-------- Data supplied --------
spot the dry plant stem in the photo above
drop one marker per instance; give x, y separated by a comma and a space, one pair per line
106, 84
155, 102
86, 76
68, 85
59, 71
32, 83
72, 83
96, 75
--------
__Task to carry out__
Rewrite the entries with "dry plant stem" changed to "withered plant stem", keeping everything else the same.

__Task solution__
spot the withered plant stem in the photo above
drop one marker per instance; give x, y separated by a comma and a space, one pair per line
106, 84
155, 102
86, 76
68, 85
59, 71
32, 83
72, 83
96, 75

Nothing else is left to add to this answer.